* PASSAGE:
<<<<

Spooner has since gone on to make a mockumentary exploring much of the same territory, “White Lies Black Sheep,” about a black party promoter from Bed-Stuy suffering a break-down due to pressures from both the obnoxious white kids he hangs out with and his equally confining father. The full film line-up includes a slew of racially charged films, from “Passing Through,” the 1977 story of jazz musicians and revolutionaries by Charles Burnett collaborator Larry Clark (no, not that Larry Clark), to “The Landlord,” Hal Ashby‘s outrageous take on race relations in a gentrifying area of Brooklyn.

“I wanted to create a space where black people can really be honest with themselves about who they want to be,” says Spooner. “There’s not enough space in the world where that happens.”

The Afro-Punk Festival continues through July 13.

Insurgency in the Mojave

“Full Battle Rattle” directors Jesse Moss (far left) and Tony Gerber (far right) flanking Matthew Barney (center left) and Film Forum’s Mike Maggiore (center right). Photo by Charlie Olsky

On Wednesday night, Film Forum patrons got a taste of ersatz Iraq with Jesse Moss and Tony Gerber‘s fascinating, frustrating documentary “Full Battle Rattle,” a portrait of Medina Wasl, a $1 billion recreation of an Iraqi Village in California, used by the US army to simulate current wartime conditions for troops training for combat. In footage that is almost indistinguishable from that shot in the actual Iraq, troops experience recreations of ambushes, kidnappings, inflamed local sensitivities, courtesy of a cast of 1,600, including hundreds of Iraqi refugees who play both insurgency and innocent townspeople.

“This was not a film that sought to answer the question ‘was this effective training or not?’,” said Gerber after the screening. “For us, it was about how this place is almost a diorama of the war, the war in miniature. Any time you look at a model of something, it tells you as much about the model makers as it does about the model.”

Which is all well and good, but this statement points to the central problem with the film; Gerber and Moss choose to have their film show the simulation as it is experienced by its participants, refusing to address the background of Medina Wasl or substantive results from it. Without this essential context, it is hard to know how to process a response to this strange spectacle — is it a colossal waste of resources, or a truly effective training mechanism that gives invaluable preparation to troops for the violent chaos and regional sensitivities they will find in Iraq?

Moss admitted that while filming, “I didn’t know any men or women in the armed forces, I didn’t know any Iraqis… This village was a real opportunity to bring together Iraqis with people back from the war, and people going to it,” said Moss. Indeed, the film is at its best when exploring the way these disparate groups interact with curiosity and humor, the menace of the conflict occasionally forgotten. The movie’s best moments have the Iraqi refugees (Shia, Sunni and Kurdish) laughing off their cultural differences during a pretend Sunni-Shia wedding, or the returning soldiers getting a little too excited about playing insurgents, or the staged funeral that results in real tears from the soldiers, already emotional after having received word of their imminent deployment.

The film will play at Film Forum through July 22.

>>>>

* DATASET ROWS:
<<<<

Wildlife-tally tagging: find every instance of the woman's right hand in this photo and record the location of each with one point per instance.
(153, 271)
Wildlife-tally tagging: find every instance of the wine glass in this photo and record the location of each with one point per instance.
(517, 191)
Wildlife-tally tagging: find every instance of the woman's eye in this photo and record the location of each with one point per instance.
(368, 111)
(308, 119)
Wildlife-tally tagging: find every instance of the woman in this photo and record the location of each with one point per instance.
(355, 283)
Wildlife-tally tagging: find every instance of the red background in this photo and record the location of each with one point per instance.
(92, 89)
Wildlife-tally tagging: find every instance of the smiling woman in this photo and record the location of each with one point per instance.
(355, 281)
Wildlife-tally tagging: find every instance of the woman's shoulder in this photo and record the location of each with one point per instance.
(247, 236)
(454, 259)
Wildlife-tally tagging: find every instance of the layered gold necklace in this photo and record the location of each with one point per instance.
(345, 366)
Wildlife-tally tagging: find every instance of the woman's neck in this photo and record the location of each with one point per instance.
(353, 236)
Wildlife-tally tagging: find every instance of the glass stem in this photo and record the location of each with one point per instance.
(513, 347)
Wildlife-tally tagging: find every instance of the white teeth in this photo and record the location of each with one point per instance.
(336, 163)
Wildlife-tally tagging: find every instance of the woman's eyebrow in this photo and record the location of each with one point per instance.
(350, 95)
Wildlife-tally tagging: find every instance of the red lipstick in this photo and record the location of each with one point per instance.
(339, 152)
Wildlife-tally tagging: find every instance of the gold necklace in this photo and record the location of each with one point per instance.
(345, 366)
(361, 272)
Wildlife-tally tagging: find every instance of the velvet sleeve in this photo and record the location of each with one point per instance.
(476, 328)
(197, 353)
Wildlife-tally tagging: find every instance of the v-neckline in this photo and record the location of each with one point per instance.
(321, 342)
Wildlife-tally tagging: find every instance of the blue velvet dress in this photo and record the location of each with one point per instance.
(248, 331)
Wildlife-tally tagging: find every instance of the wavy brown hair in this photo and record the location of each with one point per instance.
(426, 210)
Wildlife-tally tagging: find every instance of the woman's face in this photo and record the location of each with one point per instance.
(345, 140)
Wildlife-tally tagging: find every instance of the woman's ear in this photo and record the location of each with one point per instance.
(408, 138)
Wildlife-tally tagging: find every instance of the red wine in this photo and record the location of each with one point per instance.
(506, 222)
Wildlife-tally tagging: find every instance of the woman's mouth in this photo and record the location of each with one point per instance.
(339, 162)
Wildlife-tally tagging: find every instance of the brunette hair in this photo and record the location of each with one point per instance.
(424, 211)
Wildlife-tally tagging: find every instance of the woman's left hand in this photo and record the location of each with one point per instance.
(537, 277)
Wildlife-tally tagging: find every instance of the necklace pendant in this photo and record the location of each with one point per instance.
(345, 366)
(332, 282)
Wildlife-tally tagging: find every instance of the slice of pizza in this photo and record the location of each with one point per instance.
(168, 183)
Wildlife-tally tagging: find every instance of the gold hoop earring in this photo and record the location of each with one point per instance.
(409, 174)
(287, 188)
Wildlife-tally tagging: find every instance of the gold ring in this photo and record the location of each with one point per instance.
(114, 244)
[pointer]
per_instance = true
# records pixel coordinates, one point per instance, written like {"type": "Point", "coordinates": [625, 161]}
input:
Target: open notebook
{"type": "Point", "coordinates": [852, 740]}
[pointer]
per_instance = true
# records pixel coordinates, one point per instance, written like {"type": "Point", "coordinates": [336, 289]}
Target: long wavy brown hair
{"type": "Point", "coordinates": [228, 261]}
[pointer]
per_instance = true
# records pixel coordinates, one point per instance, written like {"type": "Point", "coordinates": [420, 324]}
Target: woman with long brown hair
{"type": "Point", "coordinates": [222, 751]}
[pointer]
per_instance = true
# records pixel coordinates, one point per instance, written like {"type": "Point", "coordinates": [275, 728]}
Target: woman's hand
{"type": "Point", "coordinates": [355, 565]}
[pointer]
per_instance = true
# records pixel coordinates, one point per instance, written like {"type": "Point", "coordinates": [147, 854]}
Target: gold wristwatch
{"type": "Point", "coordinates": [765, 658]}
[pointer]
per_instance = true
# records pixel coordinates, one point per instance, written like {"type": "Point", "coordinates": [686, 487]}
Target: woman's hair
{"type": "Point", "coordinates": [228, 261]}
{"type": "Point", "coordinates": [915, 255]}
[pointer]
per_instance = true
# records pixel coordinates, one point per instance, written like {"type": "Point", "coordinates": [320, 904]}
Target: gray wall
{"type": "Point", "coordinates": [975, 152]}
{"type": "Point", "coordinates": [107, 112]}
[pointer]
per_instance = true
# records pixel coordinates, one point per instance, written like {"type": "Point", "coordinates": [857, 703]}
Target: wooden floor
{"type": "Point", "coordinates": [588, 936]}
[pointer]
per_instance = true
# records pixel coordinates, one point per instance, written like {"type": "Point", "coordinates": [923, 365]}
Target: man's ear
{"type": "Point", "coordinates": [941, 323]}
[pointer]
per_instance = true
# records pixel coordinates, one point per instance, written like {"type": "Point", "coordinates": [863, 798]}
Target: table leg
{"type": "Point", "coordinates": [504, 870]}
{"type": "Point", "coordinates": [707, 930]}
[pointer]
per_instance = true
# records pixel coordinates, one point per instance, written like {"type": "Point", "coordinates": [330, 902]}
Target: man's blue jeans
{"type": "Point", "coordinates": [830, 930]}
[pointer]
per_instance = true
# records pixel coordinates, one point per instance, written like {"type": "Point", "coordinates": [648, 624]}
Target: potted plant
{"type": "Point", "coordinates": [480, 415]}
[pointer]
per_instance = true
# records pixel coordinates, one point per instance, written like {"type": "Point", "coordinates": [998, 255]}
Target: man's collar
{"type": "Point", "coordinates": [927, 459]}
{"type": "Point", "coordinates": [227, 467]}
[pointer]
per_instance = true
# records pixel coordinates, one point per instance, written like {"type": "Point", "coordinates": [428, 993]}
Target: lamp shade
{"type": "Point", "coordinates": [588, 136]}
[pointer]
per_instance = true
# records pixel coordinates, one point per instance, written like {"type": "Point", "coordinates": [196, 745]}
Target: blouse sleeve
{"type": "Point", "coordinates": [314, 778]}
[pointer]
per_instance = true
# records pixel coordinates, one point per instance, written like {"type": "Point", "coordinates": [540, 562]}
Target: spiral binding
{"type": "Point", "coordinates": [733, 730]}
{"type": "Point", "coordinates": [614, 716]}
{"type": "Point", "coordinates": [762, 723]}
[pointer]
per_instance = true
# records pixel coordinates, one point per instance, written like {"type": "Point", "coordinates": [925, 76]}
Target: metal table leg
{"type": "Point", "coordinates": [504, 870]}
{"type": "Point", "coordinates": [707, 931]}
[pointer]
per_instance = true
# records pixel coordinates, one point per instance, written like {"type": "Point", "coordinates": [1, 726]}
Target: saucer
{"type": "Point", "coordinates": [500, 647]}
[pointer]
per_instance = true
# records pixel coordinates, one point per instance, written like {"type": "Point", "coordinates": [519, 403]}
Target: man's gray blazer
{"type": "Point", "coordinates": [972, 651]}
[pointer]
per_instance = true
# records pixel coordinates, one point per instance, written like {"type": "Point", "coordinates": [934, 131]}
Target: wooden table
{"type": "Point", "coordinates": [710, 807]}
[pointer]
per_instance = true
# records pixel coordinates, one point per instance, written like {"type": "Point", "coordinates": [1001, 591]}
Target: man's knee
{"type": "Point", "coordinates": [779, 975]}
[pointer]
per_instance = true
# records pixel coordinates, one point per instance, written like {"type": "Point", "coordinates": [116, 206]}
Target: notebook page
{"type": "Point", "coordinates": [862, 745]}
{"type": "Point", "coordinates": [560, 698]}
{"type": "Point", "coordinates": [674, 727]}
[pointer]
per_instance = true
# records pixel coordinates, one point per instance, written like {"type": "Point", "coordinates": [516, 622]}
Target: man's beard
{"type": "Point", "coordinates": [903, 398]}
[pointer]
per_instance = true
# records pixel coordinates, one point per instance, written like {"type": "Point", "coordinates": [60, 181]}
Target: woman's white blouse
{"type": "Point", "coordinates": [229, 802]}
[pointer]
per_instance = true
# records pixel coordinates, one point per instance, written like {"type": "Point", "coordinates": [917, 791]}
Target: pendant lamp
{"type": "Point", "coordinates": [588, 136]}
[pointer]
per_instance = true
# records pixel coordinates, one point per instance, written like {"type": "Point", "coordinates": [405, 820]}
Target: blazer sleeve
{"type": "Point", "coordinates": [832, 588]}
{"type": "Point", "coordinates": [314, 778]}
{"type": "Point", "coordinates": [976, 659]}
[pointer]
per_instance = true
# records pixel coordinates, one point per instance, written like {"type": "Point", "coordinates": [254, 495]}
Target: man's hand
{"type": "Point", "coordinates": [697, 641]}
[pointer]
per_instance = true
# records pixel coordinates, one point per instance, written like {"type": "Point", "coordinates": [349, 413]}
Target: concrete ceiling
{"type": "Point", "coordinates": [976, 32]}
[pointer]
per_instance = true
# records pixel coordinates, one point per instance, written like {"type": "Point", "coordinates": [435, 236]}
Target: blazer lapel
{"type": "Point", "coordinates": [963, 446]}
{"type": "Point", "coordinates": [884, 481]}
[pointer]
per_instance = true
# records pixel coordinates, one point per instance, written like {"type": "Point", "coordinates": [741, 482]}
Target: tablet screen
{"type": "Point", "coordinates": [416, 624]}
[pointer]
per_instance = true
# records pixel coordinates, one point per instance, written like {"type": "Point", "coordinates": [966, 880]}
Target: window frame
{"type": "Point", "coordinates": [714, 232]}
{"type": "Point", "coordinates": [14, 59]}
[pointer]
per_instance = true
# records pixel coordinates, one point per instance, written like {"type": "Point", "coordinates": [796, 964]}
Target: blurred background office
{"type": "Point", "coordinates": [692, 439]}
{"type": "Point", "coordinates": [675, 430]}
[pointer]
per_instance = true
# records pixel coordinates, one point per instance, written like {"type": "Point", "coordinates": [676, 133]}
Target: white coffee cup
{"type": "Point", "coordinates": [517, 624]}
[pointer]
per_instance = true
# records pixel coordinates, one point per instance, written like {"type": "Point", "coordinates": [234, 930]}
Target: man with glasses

>>>>

* REQUIREMENT 1: According to the passage, how much did the recreation of the Iraqi village Medina Wasl cost?
* REQUIREMENT 2: Reproduce everything in the passage from "Insurgency in the" down to "and innocent townspeople.", word for word.
* REQUIREMENT 3: List every film title that the passage gives in quotation marks.

* EXPECTED ANSWER 1: $1 billion

* EXPECTED ANSWER 2:
Insurgency in the Mojave

“Full Battle Rattle” directors Jesse Moss (far left) and Tony Gerber (far right) flanking Matthew Barney (center left) and Film Forum’s Mike Maggiore (center right). Photo by Charlie Olsky

On Wednesday night, Film Forum patrons got a taste of ersatz Iraq with Jesse Moss and Tony Gerber‘s fascinating, frustrating documentary “Full Battle Rattle,” a portrait of Medina Wasl, a $1 billion recreation of an Iraqi Village in California, used by the US army to simulate current wartime conditions for troops training for combat. In footage that is almost indistinguishable from that shot in the actual Iraq, troops experience recreations of ambushes, kidnappings, inflamed local sensitivities, courtesy of a cast of 1,600, including hundreds of Iraqi refugees who play both insurgency and innocent townspeople.

* EXPECTED ANSWER 3:
- White Lies Black Sheep
- Passing Through
- The Landlord
- Full Battle Rattle